Exercise tasks
a - Using the text on laser collimators below, say whether each statement agrees with it: (i) the laser collimator can be used in step 2; (ii) a holographic attachment helps in step 3; (iii) if the beam doesn't come back as expected, you should look down the tube. Answer yes or no for each and quote the deciding words from the text.
b - Answer these questions from the text on laser collimators below, which comes before the data:
(i) What should you try if you don't see the beam return as expected?
(ii) What is on the "inner" end of the laser collimator?
(iii) Where can you stand to see where the beam hits the main mirror during step 4?

Text provided
╭──
WARNING:Never look at any laser beam directly! Normally, the beam will stay within the optical path of the telescope, but if it is badly out of collimation, the returning beam may escape beside the secondary. Do not look down the tube if you don't see it return as expected - instead, try picking it up on a piece of paper in front of the tube.

This is a solid state laser, mounted in a tube to fit the eyepiece holder, and critically collimated to make the laser beam centered in (1A) and parallel to (1B) the tube. The "inner" end has a bright face where you can see the spot of the returning beam, with a small hole for it to exit. It can be used in steps 1, 3, 4 and, with reservations, step 5.

The laser collimator can be expensive and impressive, and favored by many. It makes step 4 very simple, as you can stand by the tube opening and easily see where the beam hits the main mirror while you adjust the screws on the secondary holder. Seeing where the beam returns can be harder, particularly if the returning beam has been focused by the main mirror to make the spot smaller than the exit hole.

Some laser collimators are sold with holographic attachments, that project a reticle that covers a fairly wide angle. This helps in step 3, where you can see the centering of the reticle on the secondary, and possibly also step 4 and 6.

Potential problem using a laser to collimate the main mirror:

After step 4, if the laser beam is off the main mirror center, the return beam will be parallel to the optical axis, but displaced (by the same amount) at the return. If you then adjust the main mirror to center the return beam accurately, you unwittingly miscollimate and get a 1A error (of half the displacement)! For instance, the strict tolerance for a f/4.5 mirror is only some 1/3 mmor 1/64 in., so the allowable error in step 4 should be much less (than 2/3 mm or 1/32"). With many telescopes, it is not really possible to read the position of the spot (or even adjust the secondary holder) to anywhere near the required precision. On the other hand, if you allow a type 1B error of 0.2 degree (assuming a 70" = 1.8 m focal length), the spot can be 1/4" or 6 mm off!
╰──
Recorded data
╭──
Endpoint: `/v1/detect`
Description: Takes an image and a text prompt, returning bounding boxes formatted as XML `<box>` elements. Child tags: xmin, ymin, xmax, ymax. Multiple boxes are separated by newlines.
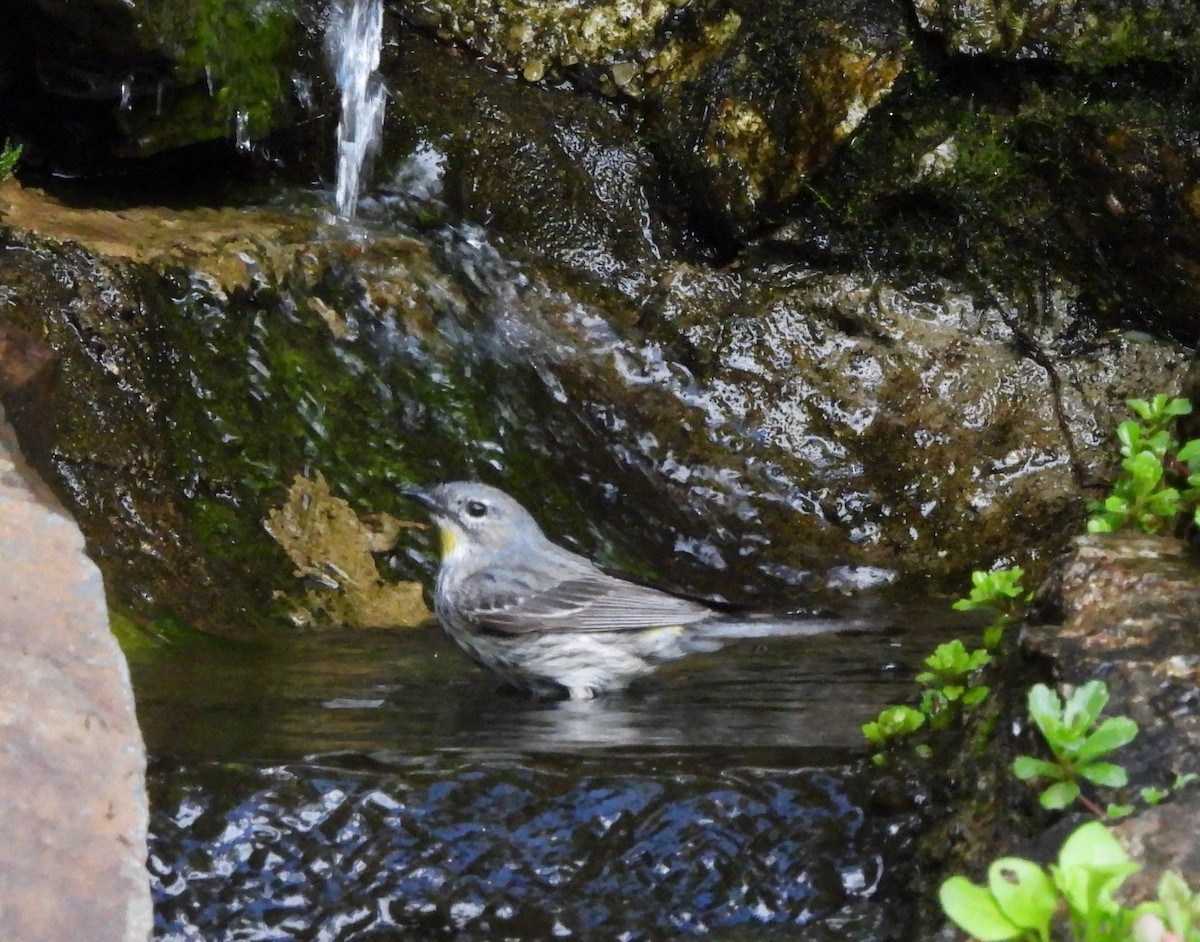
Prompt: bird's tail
╰──
Outputs for the tasks
a -
(i) No: "It can be used in steps 1, 3, 4 and, with reservations, step 5."
(ii) Yes: "This helps in step 3, where you can see the centering of the reticle on the secondary"
(iii) No: "Do not look down the tube if you don't see it return as expected"

b -
(i) Try picking it up on a piece of paper in front of the tube.
(ii) A bright face where you can see the spot of the returning beam, with a small hole for the beam to exit.
(iii) By the tube opening.